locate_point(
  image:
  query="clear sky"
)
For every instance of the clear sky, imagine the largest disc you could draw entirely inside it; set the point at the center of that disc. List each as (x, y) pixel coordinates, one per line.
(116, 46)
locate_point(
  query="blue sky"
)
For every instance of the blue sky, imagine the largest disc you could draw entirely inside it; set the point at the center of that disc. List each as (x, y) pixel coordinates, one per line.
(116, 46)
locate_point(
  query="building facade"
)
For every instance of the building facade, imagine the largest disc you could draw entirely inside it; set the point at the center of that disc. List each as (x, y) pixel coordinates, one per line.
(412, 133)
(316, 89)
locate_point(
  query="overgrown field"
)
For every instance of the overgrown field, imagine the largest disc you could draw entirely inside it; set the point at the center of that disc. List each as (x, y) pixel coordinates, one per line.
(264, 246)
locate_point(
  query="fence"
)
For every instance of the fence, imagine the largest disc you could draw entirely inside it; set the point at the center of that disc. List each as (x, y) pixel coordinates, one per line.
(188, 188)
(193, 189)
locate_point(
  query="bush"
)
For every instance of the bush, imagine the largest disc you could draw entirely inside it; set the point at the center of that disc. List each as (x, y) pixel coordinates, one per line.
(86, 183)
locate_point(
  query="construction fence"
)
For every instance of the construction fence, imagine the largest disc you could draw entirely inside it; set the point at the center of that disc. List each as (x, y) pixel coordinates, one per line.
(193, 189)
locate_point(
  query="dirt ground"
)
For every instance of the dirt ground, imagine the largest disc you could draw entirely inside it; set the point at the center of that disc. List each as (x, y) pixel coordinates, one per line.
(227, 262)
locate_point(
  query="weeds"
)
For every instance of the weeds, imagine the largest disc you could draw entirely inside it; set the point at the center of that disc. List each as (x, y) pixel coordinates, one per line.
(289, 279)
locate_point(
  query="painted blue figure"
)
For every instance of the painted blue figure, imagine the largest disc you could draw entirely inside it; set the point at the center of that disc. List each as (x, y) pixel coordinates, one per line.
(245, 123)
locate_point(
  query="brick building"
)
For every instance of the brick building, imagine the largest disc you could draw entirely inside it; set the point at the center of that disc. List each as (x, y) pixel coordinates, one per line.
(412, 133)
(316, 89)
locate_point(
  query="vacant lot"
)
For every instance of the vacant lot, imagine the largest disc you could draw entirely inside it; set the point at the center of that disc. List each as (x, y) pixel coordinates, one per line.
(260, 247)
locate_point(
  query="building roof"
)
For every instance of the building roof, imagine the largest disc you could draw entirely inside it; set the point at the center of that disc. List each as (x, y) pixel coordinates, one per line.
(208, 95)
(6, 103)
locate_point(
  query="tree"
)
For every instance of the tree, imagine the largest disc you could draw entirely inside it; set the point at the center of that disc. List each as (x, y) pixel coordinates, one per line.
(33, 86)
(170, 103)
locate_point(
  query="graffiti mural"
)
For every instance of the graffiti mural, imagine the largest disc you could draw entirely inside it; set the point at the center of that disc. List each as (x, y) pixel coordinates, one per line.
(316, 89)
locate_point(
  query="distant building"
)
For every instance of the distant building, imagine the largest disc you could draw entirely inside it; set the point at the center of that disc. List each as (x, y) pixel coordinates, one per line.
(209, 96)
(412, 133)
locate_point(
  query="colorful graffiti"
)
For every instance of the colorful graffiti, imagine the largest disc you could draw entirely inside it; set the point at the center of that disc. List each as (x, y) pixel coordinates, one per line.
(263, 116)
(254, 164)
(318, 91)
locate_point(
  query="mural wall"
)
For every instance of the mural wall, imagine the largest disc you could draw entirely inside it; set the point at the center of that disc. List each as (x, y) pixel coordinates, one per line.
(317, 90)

────────────────────

EXERCISE PROMPT:
Using the data above, return each line exactly as written.

OUTPUT OF THE TASK:
locate_point(
  image:
  query="clear sky"
)
For every instance of the clear sky, imagine the largest disc you could draw entirely inside it; set the point at the center of that disc. List each as (x, y) pixel coordinates, one per line.
(116, 46)
locate_point(
  query="blue sky"
)
For every instance of the blue sky, imagine the largest disc you could draw entirely inside it; set the point at the center of that disc. List each as (x, y) pixel coordinates, one per line.
(116, 46)
locate_point(
  query="building facade"
)
For every instance of the building facade, imagine the largest disc you could draw entirely inside it; set the point at the center of that disc. List each as (x, y) pixel coordinates, one per line.
(412, 133)
(316, 89)
locate_point(
  query="overgrown field"
)
For every instance of the overgrown field, imagine the largest disc you could draw entirely inside it; set the point at the center of that disc. List each as (x, y) pixel coordinates, one per line.
(264, 246)
locate_point(
  query="fence"
)
For every instance of the fence, imagine the largest disc you could draw entirely inside it; set the point at the center of that disc. List each as (x, y) pixel coordinates, one per line.
(188, 188)
(193, 189)
locate_point(
  query="bush"
)
For every instance of the bush, imagine the largest disc you could draw entirely inside it; set the point at the center of that disc. List each as (x, y) pixel coordinates, one per line.
(86, 183)
locate_point(
  query="construction fence"
)
For every instance of the construction fence, imagine the largest disc you could draw entirely inside it; set the point at the center of that disc. List each as (x, y) pixel coordinates, one per line.
(193, 189)
locate_point(
  query="dirt ground"
)
For every instance of the dirt ground, imagine the largest disc you could draw entirely inside it; set the point at the center of that disc. List each as (x, y) pixel coordinates, one per line.
(227, 262)
locate_point(
  query="weeds"
)
For every instance of the weeds, imagine the largest disc you could draw entirely inside it; set the point at the center of that disc. List each as (x, y) pixel coordinates, one per line.
(289, 279)
locate_point(
  query="painted blue figure"
)
For every instance of the painted blue figure, imagine the largest disc you could draw entirely inside it; set the point at the center of that disc. List each as (x, y) pixel coordinates, one per line.
(245, 123)
locate_point(
  query="brick building"
)
For every instance of the brick building, imagine the largest disc you could draw entirely inside it; set the point at the center of that disc. List each as (x, y) pixel coordinates, one per line.
(412, 133)
(316, 89)
locate_point(
  query="vacant lot"
)
For every instance of the vacant lot, imagine the largest disc you could draw entirely inside it; set the point at the center of that disc. List each as (x, y) pixel coordinates, one per line.
(260, 247)
locate_point(
  query="building roof"
)
For every instance of the building roof, imagine the largest disc you could draw entirely inside it; set the point at the center of that disc. List each as (x, y) pixel coordinates, one per line.
(208, 95)
(6, 103)
locate_point(
  query="tree"
)
For every instance of the tree, imagine the largest disc you could draw entirely inside it; set the point at the center of that disc. List each as (x, y) pixel coordinates, one per line.
(33, 86)
(170, 103)
locate_point(
  query="graffiti mural"
)
For every instance of the graffiti mural, imagine the largest disc you could draw entirely inside it; set the point at the center of that disc. List each as (x, y) pixel coordinates, one per line.
(316, 89)
locate_point(
  query="distant building"
)
For every instance of the distant building, imagine the largest disc you could draw entirely inside it; set the point at the center of that disc. List each as (x, y) pixel coordinates, one per line.
(209, 96)
(412, 133)
locate_point(
  query="colorful graffiti"
)
For every instance of the colorful graffiti, imagine the largest disc you could draw entirely inside it; set the point at the center of that disc. List each as (x, y) pixel coordinates, one per line.
(263, 116)
(254, 164)
(318, 91)
locate_point(
  query="mural wall"
)
For every instance of the mural wall, imagine the largest disc you could draw entirely inside it; set the point at the center of that disc. List each as (x, y) pixel coordinates, one per line.
(317, 90)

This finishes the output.